- _Input for this task_:
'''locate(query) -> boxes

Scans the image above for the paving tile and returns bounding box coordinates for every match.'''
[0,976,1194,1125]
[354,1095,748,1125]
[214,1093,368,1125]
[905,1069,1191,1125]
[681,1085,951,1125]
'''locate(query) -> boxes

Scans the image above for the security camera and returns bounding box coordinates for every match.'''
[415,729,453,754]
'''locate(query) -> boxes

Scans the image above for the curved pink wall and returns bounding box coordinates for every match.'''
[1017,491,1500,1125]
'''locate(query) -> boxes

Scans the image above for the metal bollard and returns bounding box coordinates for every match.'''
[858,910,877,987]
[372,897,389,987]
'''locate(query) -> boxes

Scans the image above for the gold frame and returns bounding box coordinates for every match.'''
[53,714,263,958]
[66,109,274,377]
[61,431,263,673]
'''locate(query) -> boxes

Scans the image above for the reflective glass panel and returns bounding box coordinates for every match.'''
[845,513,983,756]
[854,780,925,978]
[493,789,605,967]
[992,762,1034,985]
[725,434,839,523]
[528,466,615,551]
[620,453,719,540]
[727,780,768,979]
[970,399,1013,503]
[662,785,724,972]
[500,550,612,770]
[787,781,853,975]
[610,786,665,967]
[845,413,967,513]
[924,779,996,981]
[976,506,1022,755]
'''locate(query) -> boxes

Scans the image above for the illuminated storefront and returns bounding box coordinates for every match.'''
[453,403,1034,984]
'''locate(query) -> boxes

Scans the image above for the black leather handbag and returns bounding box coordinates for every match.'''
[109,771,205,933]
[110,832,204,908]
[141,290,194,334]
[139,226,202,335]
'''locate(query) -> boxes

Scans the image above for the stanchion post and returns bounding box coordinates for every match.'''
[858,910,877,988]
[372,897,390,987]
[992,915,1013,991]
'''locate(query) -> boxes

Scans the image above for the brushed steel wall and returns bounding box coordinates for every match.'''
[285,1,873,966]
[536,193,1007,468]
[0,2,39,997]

- _Exercise goal_:
Reproduce each record exactly as it appears.

- _Exercise result_:
'''locate(query) -> boxes

Scans the image above for the paving tile and returns bounding box coordinates for every match.'''
[0,976,1194,1125]
[354,1095,748,1125]
[214,1093,368,1125]
[905,1069,1191,1125]
[681,1085,951,1125]
'''locate(query) -> boxes

Scans the image above for the security camera and returns bounding box coordinates for every match.'''
[415,729,453,754]
'''locate(query) -> boxes

Scans the image above for the curved pink wall and returns bounding box coordinates for every match.'''
[1017,491,1500,1125]
'''locate(query) -> boxes

Scans the image above for the metal bollard and returns bounding box coordinates for every match.'''
[858,910,877,987]
[372,897,389,987]
'''locate(query) -> boxes

Scans the image above for the gold frame and returns bounding box coordinates for every match.'''
[53,714,263,958]
[66,109,274,377]
[61,431,263,673]
'''locate(query) -> boxes

Scans the image above for the reflective glass panel and returns bounding box coordinates for every match.'''
[845,513,983,756]
[854,780,925,978]
[493,789,605,967]
[992,762,1034,985]
[725,434,839,523]
[528,466,615,551]
[620,453,719,540]
[727,780,768,979]
[970,399,1013,503]
[662,785,724,972]
[500,550,612,770]
[787,781,853,975]
[610,786,665,967]
[845,413,967,513]
[924,779,996,981]
[976,506,1022,755]
'''locate(query) -> boxes

Scans the image above for the illuminated storefront and returns bounding box coordinates for every match.'''
[453,403,1034,984]
'''locate(query) -> boxes

Scans the image above for the black leather handbag and returns bounding box coordinates for every match.'''
[109,771,205,933]
[110,832,204,908]
[141,290,194,334]
[139,226,202,335]
'''locate(query) -> boxes

Scans the image above for the stanchion post and returns bounding box coordinates for every match.'''
[858,910,877,988]
[372,897,390,987]
[992,915,1013,991]
'''locate(query) -> boxes

Scans the image above for the brushed steel wall and returns bounding box coordinates for every match.'''
[285,1,873,966]
[536,193,1007,468]
[0,2,39,997]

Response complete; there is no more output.